**TASK BRIEF:** Please edit the data below so that every "Put a pin on" becomes "Place a marker on", with nothing else changed.

# start of GIVEN RECORDS

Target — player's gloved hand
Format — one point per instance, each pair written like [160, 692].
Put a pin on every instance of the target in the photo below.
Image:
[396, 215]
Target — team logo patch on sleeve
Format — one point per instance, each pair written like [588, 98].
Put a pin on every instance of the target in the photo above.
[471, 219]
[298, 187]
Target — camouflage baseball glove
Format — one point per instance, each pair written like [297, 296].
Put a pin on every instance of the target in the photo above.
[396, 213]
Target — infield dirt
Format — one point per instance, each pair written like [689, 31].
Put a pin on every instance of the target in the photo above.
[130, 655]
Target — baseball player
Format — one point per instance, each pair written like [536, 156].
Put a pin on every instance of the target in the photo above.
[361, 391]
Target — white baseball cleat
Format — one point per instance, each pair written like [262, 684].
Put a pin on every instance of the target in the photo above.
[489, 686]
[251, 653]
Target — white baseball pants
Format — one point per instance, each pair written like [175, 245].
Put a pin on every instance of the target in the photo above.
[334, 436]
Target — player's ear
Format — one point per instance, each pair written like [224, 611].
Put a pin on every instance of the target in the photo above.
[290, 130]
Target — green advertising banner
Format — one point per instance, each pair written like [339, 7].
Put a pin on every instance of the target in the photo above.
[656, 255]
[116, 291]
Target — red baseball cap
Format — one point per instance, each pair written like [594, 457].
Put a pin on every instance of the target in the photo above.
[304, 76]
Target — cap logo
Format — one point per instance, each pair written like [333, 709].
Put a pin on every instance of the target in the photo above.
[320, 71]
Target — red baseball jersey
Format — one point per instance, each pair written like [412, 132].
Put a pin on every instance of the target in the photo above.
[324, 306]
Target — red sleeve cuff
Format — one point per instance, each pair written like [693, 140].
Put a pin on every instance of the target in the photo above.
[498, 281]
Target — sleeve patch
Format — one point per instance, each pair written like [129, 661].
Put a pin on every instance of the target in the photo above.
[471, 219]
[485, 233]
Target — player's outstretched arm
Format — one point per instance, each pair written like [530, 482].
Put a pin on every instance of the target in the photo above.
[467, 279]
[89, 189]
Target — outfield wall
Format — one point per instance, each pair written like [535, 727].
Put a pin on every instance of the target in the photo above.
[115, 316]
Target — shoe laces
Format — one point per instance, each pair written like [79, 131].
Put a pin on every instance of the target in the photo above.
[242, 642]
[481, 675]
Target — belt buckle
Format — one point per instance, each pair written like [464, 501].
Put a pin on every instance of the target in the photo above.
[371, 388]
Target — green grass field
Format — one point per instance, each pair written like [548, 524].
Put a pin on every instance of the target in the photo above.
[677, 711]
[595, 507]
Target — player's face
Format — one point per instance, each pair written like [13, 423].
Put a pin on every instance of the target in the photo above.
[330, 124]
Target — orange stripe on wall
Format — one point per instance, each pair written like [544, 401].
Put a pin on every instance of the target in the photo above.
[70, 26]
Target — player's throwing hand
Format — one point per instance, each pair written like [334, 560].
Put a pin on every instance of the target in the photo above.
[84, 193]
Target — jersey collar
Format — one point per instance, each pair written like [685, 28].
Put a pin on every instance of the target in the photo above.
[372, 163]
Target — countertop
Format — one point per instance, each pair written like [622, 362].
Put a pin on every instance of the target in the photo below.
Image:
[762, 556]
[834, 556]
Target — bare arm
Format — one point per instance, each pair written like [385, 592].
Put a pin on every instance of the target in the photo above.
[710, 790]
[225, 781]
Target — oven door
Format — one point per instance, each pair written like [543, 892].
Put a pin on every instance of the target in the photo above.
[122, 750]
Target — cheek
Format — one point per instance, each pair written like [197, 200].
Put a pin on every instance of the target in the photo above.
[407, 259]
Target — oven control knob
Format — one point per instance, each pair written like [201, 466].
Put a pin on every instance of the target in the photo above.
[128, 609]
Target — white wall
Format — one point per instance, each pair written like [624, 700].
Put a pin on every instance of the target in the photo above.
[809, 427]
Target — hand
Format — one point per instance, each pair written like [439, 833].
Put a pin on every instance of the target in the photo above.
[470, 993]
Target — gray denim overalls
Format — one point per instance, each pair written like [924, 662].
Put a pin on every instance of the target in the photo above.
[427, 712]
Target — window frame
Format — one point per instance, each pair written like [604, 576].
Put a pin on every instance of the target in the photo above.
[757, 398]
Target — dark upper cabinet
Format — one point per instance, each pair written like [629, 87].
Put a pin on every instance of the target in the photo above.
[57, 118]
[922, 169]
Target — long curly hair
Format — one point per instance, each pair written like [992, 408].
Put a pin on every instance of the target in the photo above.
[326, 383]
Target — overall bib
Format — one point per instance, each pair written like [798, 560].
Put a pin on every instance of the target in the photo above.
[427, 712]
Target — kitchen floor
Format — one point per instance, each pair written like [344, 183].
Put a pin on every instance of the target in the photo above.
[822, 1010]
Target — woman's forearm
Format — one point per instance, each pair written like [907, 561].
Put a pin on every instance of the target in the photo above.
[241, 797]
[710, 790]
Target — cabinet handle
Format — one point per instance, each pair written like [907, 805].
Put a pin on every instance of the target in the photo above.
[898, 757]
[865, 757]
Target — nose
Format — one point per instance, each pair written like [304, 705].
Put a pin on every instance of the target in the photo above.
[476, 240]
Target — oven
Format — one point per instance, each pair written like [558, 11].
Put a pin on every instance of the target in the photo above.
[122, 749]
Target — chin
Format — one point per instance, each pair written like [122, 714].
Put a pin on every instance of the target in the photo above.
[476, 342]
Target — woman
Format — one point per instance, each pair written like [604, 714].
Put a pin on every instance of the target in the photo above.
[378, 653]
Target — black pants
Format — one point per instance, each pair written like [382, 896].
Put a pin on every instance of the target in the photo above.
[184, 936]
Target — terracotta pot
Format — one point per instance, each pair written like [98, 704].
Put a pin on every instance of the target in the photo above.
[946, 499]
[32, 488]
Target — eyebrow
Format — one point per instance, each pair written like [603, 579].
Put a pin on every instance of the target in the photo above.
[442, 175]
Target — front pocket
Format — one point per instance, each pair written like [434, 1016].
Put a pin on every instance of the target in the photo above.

# end of GIVEN RECORDS

**TASK RESPONSE:**
Target — player's gloved hand
Format — one point per instance, each pair written like [160, 692].
Place a marker on every instance of the target in the photo below.
Image:
[396, 215]
Target — team logo patch on sleeve
Format — one point per instance, each pair written like [588, 98].
Place a marker on every instance of the target in the photo above.
[471, 219]
[298, 187]
Target — camouflage baseball glove
Format — one point per instance, each pair written like [297, 296].
Place a marker on every instance of the target in the photo above.
[396, 213]
Target — infield dirt
Format — one point per instance, each pair written like [689, 31].
Place a marker on every instance of the target in the photo above.
[130, 655]
Target — baseball player
Format — one point per instance, each pair written like [536, 156].
Place a marker on every instance of the target in the photo above.
[361, 391]
Target — white baseball cleat
Format — one point per instance, each pair written like [262, 684].
Place a marker on every instance of the target in the photo above.
[489, 686]
[251, 653]
Target — white baseball pants
Format — one point per instance, each pair written like [175, 245].
Place a marker on every instance of the target in the photo above.
[334, 436]
Target — player's ear
Format — one point per instance, each pair written like [224, 611].
Place a marker on every instance of the target in the photo above.
[290, 130]
Target — green advertising banner
Format — one point per instance, each pair written like [339, 7].
Place a marker on every instance of the target in the photo above.
[656, 255]
[116, 291]
Target — red baseball cap
Format — one point per instance, each pair written like [594, 457].
Place a marker on every instance of the target in the photo above.
[304, 76]
Target — cap logo
Format — one point per instance, each pair written like [333, 709].
Place a marker on every instance of the target in the photo above.
[320, 71]
Target — red baseball jersey
Format — one point per instance, each pair written like [412, 132].
Place a marker on every instance of the target in the photo above.
[324, 306]
Target — red sleeve cuff
Format — one point per instance, each pair written like [693, 140].
Place a marker on every instance of the target in the photo above.
[498, 281]
Target — sleeve patch
Format — one point per instance, each pair written like [129, 661].
Place a marker on every instance of the target in the photo above.
[471, 219]
[485, 233]
Target — player's outstretched arm
Format — one point per instance, each pair written like [530, 482].
Place a marker on every instance of the target in the photo above.
[467, 279]
[89, 189]
Target — outfield wall
Format — one point per instance, each pair written like [535, 727].
Place a marker on every instance of the target in the photo above.
[115, 316]
Target — shoe laces
Format — one point per instance, each pair written like [79, 131].
Place a marker on every instance of the target in the photo above.
[242, 642]
[481, 675]
Target — belt buckle
Format — one point per instance, each pair written like [464, 501].
Place a marker on every instance of the target in the photo above.
[371, 388]
Target — green grass field
Format — one point per instance, each pair written like [548, 524].
Place a marker on every instance of the target in the photo above.
[677, 711]
[595, 507]
Target — player's face
Format — one point per instance, each pair written like [13, 423].
Place a marker on every instance of the target in the photo above.
[330, 124]
Target — orange stripe on wall
Format — one point per instance, each pair written like [544, 401].
Place a marker on every instance of the target in the photo above.
[70, 26]
Target — player's throwing hand
Format — one point per instance, each pair written like [334, 560].
Place a marker on every instance of the target in the photo above.
[84, 193]
Target — jersey collar
Format — one point per instance, each pair written like [685, 28].
Place a marker on every instance of the target in the photo above.
[372, 163]
Target — countertop
Format — one point per instance, each pair written like [622, 362].
Place a marker on every instance of the target in the photo below.
Image:
[762, 556]
[834, 556]
Target — bare arm
Format — one point per instance, each pair written like [385, 592].
Place a marker on every instance of the target in the photo above.
[710, 790]
[225, 781]
Target — oven door
Format — one point per instance, each pair written like [543, 892].
Place a marker on every instance of the target in the photo above.
[122, 750]
Target — cheek
Format — one point per instance, each pair written like [197, 200].
Place a marker on every instance of the target in the photo above.
[407, 259]
Target — oven control knob
Format — one point per instance, each pair written like [201, 466].
Place a marker on every instance of the target in the photo above.
[128, 609]
Target — white wall
Format — one point per instance, each pair written like [624, 700].
Place a marker on every instance of the target in the photo above.
[809, 427]
Target — hand
Format — one point per instance, each pair written like [439, 833].
Place a marker on every instance of the target in the photo above.
[470, 993]
Target — gray denim overalls
Format — one point per instance, each pair written like [924, 662].
Place a marker on every instance of the target in the photo above.
[427, 712]
Target — window frame
Format — one point per instance, each pair written like [604, 576].
Place a marker on every instance of the target in the photo above.
[757, 398]
Target — dark upper cabinet
Format — one point per instance, each pair written like [629, 87].
Place a marker on every instance of the target in the photo above.
[57, 118]
[922, 169]
Target — long curly hair
Format — one point per instance, each pair written like [992, 408].
Place a marker on every instance of the target in the photo above.
[326, 383]
Target — overall bib
Format — one point per instance, each pair written like [798, 560].
Place a marker on every instance of the target in the photo above.
[427, 712]
Target — kitchen floor
Format — one point per instance, each pair written like [344, 183].
Place a marker on every instance of the target in the photo above.
[822, 1010]
Target — woman's forearm
Format — one point per instance, each pair written like [907, 561].
Place a marker on every instance of the target in the photo above.
[241, 797]
[710, 790]
Target — cabinet handle
Format — one point per instance, each pair written like [907, 805].
Place a marker on every instance of the target in the photo above.
[898, 757]
[865, 757]
Target — nose
Format — one point per instance, each pair written like [304, 705].
Place a marker on every instance of the target in the photo above.
[476, 240]
Target — oven
Format — one point per instance, each pair written like [558, 11].
Place a marker on every instance of the target in the photo above.
[122, 749]
Target — chin
Format — one point per instance, each pair written like [122, 714].
Place a marker on every instance of the target in the photo above.
[476, 342]
Target — woman
Format — one point per instance, each pair written like [604, 714].
Place a marker on every instance of the target in the photo above.
[378, 653]
Target — black pants
Format — one point per instance, each pair written like [382, 896].
Place a marker on every instance of the target in the photo above.
[184, 936]
Target — terracotta pot
Format — one point per instance, each pair written like [98, 704].
Place a marker on every instance of the target in the photo above.
[946, 499]
[32, 488]
Target — eyebrow
Format — one point per instance, each pair written like [603, 579].
Place a marker on every instance of the target in the photo above.
[442, 175]
Target — front pocket
Format — one point per instance, each pair written like [434, 1016].
Place a marker on every instance of the target in the photo above.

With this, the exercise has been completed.